■ Try it: The records follow. Copy each one exactly.

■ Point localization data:
######

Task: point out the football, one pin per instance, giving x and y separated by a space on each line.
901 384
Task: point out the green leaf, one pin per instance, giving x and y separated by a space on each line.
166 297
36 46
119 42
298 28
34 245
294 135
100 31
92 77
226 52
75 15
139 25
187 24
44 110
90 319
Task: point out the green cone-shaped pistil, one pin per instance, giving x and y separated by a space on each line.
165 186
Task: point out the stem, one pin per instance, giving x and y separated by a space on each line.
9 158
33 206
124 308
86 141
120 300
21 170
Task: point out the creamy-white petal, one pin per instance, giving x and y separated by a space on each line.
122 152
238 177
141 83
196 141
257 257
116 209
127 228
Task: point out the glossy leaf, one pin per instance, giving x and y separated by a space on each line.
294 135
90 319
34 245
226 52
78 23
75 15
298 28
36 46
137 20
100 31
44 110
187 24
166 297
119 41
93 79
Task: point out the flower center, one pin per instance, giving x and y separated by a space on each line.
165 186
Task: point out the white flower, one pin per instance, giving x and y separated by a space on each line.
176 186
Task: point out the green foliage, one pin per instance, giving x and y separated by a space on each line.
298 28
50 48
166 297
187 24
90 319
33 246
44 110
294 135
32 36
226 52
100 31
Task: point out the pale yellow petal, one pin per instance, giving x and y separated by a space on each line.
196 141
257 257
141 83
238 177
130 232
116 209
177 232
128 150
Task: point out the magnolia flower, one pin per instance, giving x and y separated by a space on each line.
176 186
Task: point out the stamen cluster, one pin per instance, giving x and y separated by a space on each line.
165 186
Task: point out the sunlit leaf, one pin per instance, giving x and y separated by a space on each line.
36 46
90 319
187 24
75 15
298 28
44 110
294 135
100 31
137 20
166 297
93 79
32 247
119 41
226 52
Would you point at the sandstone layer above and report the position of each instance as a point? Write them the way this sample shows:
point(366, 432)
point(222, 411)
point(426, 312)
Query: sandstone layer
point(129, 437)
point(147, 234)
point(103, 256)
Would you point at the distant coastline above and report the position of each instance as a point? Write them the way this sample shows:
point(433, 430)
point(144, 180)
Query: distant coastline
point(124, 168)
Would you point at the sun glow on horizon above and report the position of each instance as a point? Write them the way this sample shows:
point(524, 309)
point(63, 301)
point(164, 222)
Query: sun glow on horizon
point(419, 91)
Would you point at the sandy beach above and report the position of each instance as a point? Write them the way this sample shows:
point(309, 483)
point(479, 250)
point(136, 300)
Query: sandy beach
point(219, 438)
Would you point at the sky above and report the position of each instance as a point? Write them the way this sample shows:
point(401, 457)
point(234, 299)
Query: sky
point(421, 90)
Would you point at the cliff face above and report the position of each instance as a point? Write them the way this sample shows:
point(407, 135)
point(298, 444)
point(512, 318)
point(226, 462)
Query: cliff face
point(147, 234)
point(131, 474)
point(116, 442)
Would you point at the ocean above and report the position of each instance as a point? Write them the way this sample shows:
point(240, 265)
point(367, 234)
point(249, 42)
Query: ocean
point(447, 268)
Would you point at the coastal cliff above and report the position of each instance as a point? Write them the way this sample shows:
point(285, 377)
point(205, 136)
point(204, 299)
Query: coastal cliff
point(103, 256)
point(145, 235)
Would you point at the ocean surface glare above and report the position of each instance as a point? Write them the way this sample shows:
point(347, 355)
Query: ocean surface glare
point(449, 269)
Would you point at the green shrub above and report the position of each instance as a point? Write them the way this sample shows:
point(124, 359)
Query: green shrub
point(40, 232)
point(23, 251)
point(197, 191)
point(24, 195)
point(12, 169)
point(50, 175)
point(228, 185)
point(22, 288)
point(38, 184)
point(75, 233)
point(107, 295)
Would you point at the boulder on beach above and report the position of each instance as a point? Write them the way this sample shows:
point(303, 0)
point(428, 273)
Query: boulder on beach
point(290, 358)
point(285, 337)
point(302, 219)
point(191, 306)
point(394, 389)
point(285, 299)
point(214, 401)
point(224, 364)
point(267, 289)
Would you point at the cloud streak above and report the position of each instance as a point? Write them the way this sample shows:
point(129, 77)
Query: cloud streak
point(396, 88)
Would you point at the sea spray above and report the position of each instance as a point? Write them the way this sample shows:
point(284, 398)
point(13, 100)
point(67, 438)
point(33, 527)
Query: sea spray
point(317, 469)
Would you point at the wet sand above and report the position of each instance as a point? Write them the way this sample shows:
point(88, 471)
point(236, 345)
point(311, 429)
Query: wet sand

######

■ Exercise solution:
Task: point out the football, one pin per instance, giving x and y separated by a space on each line.
901 384
Task: point out the green leaf, one pin per instance, giving x and y separated by a space on each line.
166 297
36 46
119 42
298 28
34 245
294 135
100 31
92 77
226 52
75 15
139 25
187 24
44 110
90 319
Task: point out the green cone-shaped pistil, one pin per instance, giving x and y separated by a space on each line.
165 186
Task: point out the stem, one pin per instance, giving x and y separated by a space on each line.
9 158
33 206
124 308
86 141
120 300
21 170
Task: point out the creamy-white petal, one pin per instance, giving x and y separated by a space on each line.
122 152
238 177
141 83
196 141
257 257
116 209
127 228
Task: point out the glossy leaf, one pin per instance, giving x and y separated by a space on each line.
294 135
90 319
34 245
226 52
78 23
75 15
298 28
36 46
137 20
100 31
44 110
187 24
166 297
119 41
93 79
Task: point out the flower center, one pin per instance, giving x and y separated by a space on each line.
165 186
Task: point out the white flower, one pin per instance, giving x and y separated by a space on each line.
176 186
Task: point out the green foliage, one pin per instance, giving x and y separated by a space on each line.
298 28
50 48
166 297
187 24
90 319
33 246
44 110
294 135
32 36
226 52
100 31
Task: point out the pale yellow petal, one pin per instance, giving x and y separated by a space on each line.
196 141
257 257
141 83
238 177
130 232
116 209
177 232
128 150
Task: point out the magnolia flower, one pin per instance, giving x and y separated by a space on each line.
176 186
Task: point out the stamen cluster, one pin per instance, giving x and y separated by a space on each line.
165 186
Task: point out the sunlit leaf, one pin per instance, giving x and y separated by a space on each line.
36 46
90 319
187 24
75 15
298 28
44 110
294 135
100 31
137 20
166 297
93 79
32 247
119 41
226 52
Would you point at the sandstone layer above and report the position of each instance as a point? Write them the way this sample shows:
point(366, 432)
point(222, 411)
point(426, 312)
Query: sandstone layer
point(129, 437)
point(147, 234)
point(103, 256)
Would you point at the distant coastline above and report the position of each instance as a point? Write them the way this sample shows:
point(433, 430)
point(144, 180)
Query: distant coastline
point(124, 168)
Would you point at the sun glow on horizon above and report the position of each instance as a point? Write them the way this sample shows:
point(524, 309)
point(63, 301)
point(164, 222)
Query: sun glow on horizon
point(419, 91)
Would you point at the sandy beach above and report the position of each instance as a point? Write them the way this sample shows:
point(309, 483)
point(479, 250)
point(136, 300)
Query: sandy beach
point(219, 438)
Would you point at the sky above and report the position of each instance as a point? Write them the way this sample shows:
point(401, 457)
point(234, 299)
Query: sky
point(421, 90)
Would you point at the cliff face above and report the position of each instance as a point? Write them the way this sample shows:
point(407, 135)
point(298, 444)
point(512, 318)
point(226, 462)
Query: cliff face
point(147, 234)
point(131, 474)
point(116, 442)
Would you point at the ocean above and report the position of each instance as a point? Write them the way this sample shows:
point(240, 265)
point(367, 234)
point(249, 42)
Query: ocean
point(447, 268)
Would you point at the coastal cliff above and report the position of each instance as a point? Write them the way this sample shows:
point(285, 377)
point(205, 136)
point(204, 299)
Query: coastal cliff
point(103, 256)
point(145, 235)
Would you point at the ocean surface glare above and report the position of each instance as a point? Write them the way this sample shows:
point(347, 355)
Query: ocean surface glare
point(449, 269)
Would you point at the green shrub above and report the position of each instance as a point? Write them the way this sample shows:
point(124, 359)
Query: green shrub
point(40, 232)
point(23, 251)
point(197, 191)
point(24, 195)
point(12, 169)
point(50, 175)
point(228, 185)
point(22, 288)
point(38, 184)
point(75, 233)
point(107, 295)
Would you point at the boulder on beach above and report the position of each instance as a point? Write them the way this sample shows:
point(303, 0)
point(428, 273)
Query: boulder on beach
point(290, 358)
point(285, 337)
point(302, 219)
point(191, 306)
point(394, 389)
point(285, 299)
point(214, 401)
point(224, 364)
point(267, 289)
Would you point at the cloud streak above and report the position of each instance as a point? Write them the way this sample shows:
point(129, 77)
Query: cloud streak
point(396, 88)
Would you point at the sea spray above and report the position of each instance as a point? Write them the way this sample shows:
point(284, 398)
point(13, 100)
point(67, 438)
point(33, 527)
Query: sea spray
point(317, 469)
Would you point at the wet sand above and report the position of each instance as a point? Write them the way this sample shows:
point(88, 471)
point(236, 345)
point(311, 429)
Query: wet sand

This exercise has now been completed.